*** DATASET EXCERPTS Section Begins ***
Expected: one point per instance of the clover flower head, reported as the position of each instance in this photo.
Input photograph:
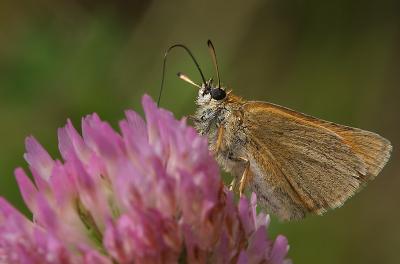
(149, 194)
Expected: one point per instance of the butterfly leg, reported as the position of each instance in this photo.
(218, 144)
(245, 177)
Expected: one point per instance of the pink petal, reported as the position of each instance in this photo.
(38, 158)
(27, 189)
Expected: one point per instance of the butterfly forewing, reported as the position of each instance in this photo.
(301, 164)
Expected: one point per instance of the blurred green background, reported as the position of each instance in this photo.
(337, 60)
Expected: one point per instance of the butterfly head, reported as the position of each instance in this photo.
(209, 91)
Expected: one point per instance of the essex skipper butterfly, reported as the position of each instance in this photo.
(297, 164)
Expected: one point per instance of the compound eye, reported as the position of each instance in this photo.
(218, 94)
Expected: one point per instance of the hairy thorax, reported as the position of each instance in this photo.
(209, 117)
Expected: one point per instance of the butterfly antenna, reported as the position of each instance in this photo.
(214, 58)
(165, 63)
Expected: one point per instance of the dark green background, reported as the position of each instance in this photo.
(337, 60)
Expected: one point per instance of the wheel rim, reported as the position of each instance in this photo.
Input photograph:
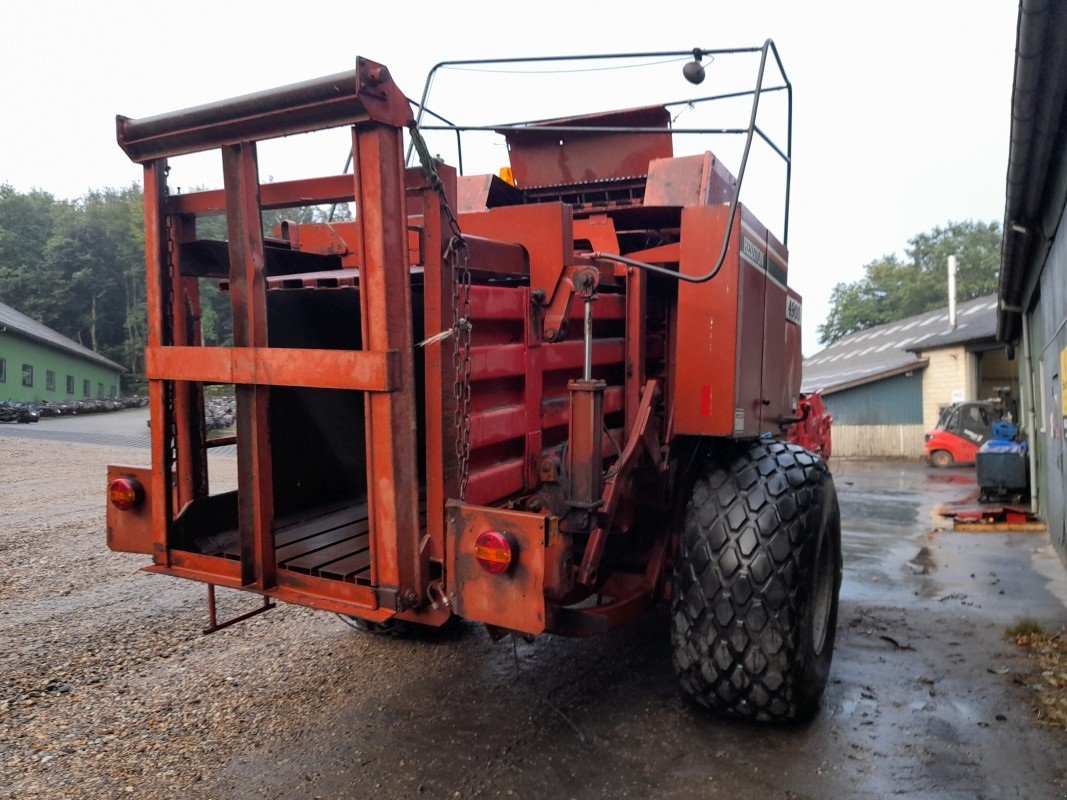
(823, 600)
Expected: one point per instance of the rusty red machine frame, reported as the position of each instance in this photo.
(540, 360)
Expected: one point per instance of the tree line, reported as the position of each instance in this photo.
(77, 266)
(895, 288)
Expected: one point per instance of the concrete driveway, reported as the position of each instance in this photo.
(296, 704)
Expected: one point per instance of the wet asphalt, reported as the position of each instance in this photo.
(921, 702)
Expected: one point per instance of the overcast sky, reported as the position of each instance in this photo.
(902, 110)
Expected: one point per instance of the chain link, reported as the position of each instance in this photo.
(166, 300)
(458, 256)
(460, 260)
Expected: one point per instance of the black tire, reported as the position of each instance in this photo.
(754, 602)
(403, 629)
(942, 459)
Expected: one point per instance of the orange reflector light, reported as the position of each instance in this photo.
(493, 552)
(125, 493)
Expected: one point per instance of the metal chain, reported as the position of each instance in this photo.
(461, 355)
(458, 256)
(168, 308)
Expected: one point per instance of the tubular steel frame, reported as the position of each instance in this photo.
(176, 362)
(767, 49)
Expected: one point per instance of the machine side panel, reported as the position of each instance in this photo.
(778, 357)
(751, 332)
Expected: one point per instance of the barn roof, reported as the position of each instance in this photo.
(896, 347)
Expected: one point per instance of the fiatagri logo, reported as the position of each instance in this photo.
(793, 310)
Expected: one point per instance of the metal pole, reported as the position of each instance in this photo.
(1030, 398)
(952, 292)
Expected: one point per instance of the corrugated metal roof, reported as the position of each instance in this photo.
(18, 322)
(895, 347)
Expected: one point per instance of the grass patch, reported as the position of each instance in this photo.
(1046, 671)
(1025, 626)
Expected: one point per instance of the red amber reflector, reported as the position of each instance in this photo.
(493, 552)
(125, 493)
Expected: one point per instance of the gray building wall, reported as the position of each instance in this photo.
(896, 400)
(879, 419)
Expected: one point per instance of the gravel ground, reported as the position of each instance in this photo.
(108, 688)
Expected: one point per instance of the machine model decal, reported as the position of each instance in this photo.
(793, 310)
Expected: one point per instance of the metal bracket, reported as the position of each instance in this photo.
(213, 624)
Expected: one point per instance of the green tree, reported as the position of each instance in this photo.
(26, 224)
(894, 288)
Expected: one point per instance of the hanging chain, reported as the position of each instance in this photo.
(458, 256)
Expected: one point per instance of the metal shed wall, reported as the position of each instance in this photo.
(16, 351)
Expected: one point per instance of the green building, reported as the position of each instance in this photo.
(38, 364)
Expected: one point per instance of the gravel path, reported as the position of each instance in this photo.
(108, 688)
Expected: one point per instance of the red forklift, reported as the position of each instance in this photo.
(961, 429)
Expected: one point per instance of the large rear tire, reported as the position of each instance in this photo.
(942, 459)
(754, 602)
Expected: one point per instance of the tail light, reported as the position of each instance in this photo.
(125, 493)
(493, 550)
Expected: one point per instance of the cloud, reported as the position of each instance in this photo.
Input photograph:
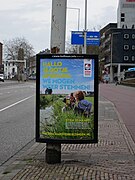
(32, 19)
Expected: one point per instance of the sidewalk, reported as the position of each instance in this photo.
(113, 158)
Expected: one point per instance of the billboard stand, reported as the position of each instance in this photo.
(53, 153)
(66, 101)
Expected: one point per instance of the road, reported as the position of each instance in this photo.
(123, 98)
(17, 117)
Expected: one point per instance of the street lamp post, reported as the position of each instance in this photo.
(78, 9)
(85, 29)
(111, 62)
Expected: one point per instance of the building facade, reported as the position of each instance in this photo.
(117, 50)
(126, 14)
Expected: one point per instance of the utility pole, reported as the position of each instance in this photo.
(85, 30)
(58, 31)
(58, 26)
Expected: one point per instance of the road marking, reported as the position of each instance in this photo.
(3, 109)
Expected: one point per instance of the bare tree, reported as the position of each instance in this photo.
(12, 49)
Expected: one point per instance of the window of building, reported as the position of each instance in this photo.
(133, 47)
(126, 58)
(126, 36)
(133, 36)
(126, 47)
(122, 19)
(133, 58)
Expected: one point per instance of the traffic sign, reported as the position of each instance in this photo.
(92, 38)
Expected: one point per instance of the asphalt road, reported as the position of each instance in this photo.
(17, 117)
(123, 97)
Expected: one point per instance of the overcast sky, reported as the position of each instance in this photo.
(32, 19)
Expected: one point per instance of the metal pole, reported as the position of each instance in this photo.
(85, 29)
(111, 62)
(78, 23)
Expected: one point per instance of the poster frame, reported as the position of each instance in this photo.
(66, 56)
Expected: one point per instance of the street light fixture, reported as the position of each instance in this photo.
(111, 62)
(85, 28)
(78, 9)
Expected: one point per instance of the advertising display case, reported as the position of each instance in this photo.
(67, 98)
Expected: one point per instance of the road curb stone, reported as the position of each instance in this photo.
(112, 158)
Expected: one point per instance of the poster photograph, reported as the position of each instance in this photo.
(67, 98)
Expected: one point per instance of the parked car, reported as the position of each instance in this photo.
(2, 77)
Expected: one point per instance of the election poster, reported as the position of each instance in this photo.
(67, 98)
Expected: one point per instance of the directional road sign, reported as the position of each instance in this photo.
*** DATASET EXCERPTS Section Ends ***
- [PROBLEM DETAILS] Each entry shown above must be quoted exactly, with its pictures left out.

- [WRITTEN SOLUTION]
Expected: one point per instance of the clover flower head, reported as the position of each instance in this photo.
Input photograph:
(149, 194)
Expected: one point per instance of the butterfly leg, reported as the position of each instance in this photo.
(218, 144)
(245, 177)
Expected: one point per instance of the pink petal, reported as the position of each instance in this photo.
(38, 158)
(27, 189)
Expected: one point per instance of the butterfly forewing, reported as the position of each instance in this photo.
(301, 164)
Expected: one point per instance of the blurred green background, reported as the position of each instance in this photo.
(337, 60)
Expected: one point per instance of the butterfly head, reported as the position of each instance in this photo.
(209, 91)
Expected: one point per instance of the essex skipper butterfly, reported as the position of each instance in this photo.
(297, 164)
Expected: one point per instance of the compound eye, reported as the position of each instance in this photo.
(218, 94)
Expected: one point per instance of the hairy thorax, reported as the position of each instance in this photo.
(209, 117)
Expected: one point per instance of the butterfly antenna, reported as the position of each instance in this photo.
(214, 58)
(165, 63)
Expected: one point per instance of the dark green background, reported as the position of each instance in this photo.
(337, 60)
Expected: one point per instance of the wheel rim, reported as the position of each instance in this photo.
Input photograph:
(823, 600)
Expected: one point per instance of the rusty red machine frame, reported as the position of each instance in this photo.
(540, 360)
Expected: one point per instance of the tree line, reported as the position of each instance in this photo.
(77, 266)
(895, 288)
Expected: one point per instance of the concrete driveway, reported as the position of each instance in this photo.
(296, 704)
Expected: one point per instance of the wet asphalt, reported as the position of each instance in this photo.
(921, 702)
Expected: one point per instance of the overcast sky, reported as the position of each instance in this photo.
(902, 110)
Expected: one point per instance of the chain link, reported as the position of each instance in this photo.
(166, 300)
(458, 256)
(460, 260)
Expected: one point per instance of the black tire, reported as the position of each instance in this photo.
(754, 602)
(403, 629)
(942, 459)
Expected: one point per instance of the orange reflector light, reported as the position of each instance in this photo.
(493, 552)
(125, 493)
Expected: one point per instance of the metal chain, reported as the position of each instance in this photo.
(461, 355)
(458, 256)
(168, 308)
Expected: one point per instance of the tubular steel frame, reported as the position of each instance in this photo.
(176, 362)
(767, 49)
Expected: one point per instance of the machine side panel, reported as the position of each instance in this photo.
(778, 357)
(751, 332)
Expected: one point per instance of the barn roof, reported as the position of each instance in this photo.
(896, 347)
Expected: one point per instance of the fiatagri logo, reported as the position of each instance in this photo.
(793, 310)
Expected: one point per instance of the metal pole, reported as the position of each instance in this photo.
(1030, 398)
(952, 292)
Expected: one point per instance of the corrugated metal roof, reported as the position of each instance in this photo.
(18, 322)
(895, 347)
Expected: one point per instance of the grass patch, reported as the position of each instance in this photo.
(1046, 671)
(1025, 626)
Expected: one point per instance of the red amber reflector, reported as the position of each instance in this photo.
(493, 552)
(125, 493)
Expected: one point per instance of the gray building wall, reported as the position of each instance in this photo.
(896, 400)
(879, 419)
Expected: one point per instance of the gravel ground, reported as the position of each instance in this photo.
(108, 688)
Expected: one point per instance of the machine model decal, reported as the position of each instance in this photo.
(793, 310)
Expected: one point per instance of the metal bracket, reported as the position of each instance in this photo.
(213, 624)
Expected: one point per instance of the green tree, reported as the position of each instance in this photo.
(26, 224)
(894, 288)
Expected: one point per instance of the hanging chain, reported as the position of each instance in this photo.
(458, 256)
Expected: one point per instance of the metal shed wall, reported as the position of each instance in this photo.
(16, 351)
Expected: one point per instance of the green building, reported as the position of each instance in this photo.
(38, 364)
Expected: one point per instance of the gravel path, reported as the position of each instance in this photo.
(108, 688)
Expected: one point per instance of the red forklift, reported as the position of each instance in this photo.
(961, 429)
Expected: one point per instance of the large rear tire, reported as the position of each instance in this photo.
(942, 459)
(754, 602)
Expected: one point per instance of the tail light, reported as the position of each instance in this photo.
(125, 493)
(493, 550)
Expected: one point per instance of the cloud, reported as the position of each instance in this photo.
Input photograph:
(32, 19)
Expected: one point per instance of the sidewalk, reported as the position of each instance in this photo.
(113, 158)
Expected: one point per instance of the billboard stand, reported as the position of each instance in this photo.
(53, 153)
(66, 101)
Expected: one point per instance of the road, reported as the position of each instance in this photo.
(123, 98)
(17, 117)
Expected: one point per instance of the street lamp post, reported as the position of each instance in this photo.
(78, 9)
(85, 29)
(111, 62)
Expected: one point per instance of the building facade, reported as the position of each instance in this photo.
(117, 50)
(126, 14)
Expected: one point per instance of the utility pole, reported as the position of each instance in this photo.
(85, 30)
(58, 31)
(58, 26)
Expected: one point per instance of the road marking, reported as the position of each instance in this photo.
(3, 109)
Expected: one point per instance of the bare tree, reported as the position of each instance in this photo.
(12, 49)
Expected: one point per instance of the window of building, reported as the position of each instance in this photo.
(133, 47)
(126, 58)
(126, 36)
(133, 36)
(126, 47)
(122, 19)
(133, 58)
Expected: one point per instance of the traffic sign, reported as the position of each instance in this photo.
(92, 38)
Expected: one point per instance of the asphalt road, reported as the position of each instance in this photo.
(17, 117)
(123, 97)
Expected: one point per instance of the overcast sky, reported as the position of each instance in this photo.
(32, 19)
Expected: one point per instance of the metal pole, reported as the position of each instance in this photo.
(85, 29)
(111, 62)
(78, 23)
Expected: one point per instance of the poster frame, reported as the position of each instance in this photo.
(66, 56)
Expected: one point per instance of the street light fixture, reported as the position of each instance in this photo.
(111, 62)
(85, 28)
(78, 9)
Expected: one point per instance of the advertising display case, reported as the position of each instance in this photo.
(67, 98)
Expected: one point per instance of the road curb stone, reported as the position of each instance in this photo.
(112, 158)
Expected: one point per instance of the poster photograph, reported as the position of each instance in this photo.
(67, 98)
Expected: one point per instance of the parked car, reported as the position of each instance in this photo.
(2, 77)
Expected: one point per instance of the election poster, reported as the position of each instance in this photo.
(67, 98)
Expected: one point per instance of the directional road sign, reported as the position of each instance in this photo.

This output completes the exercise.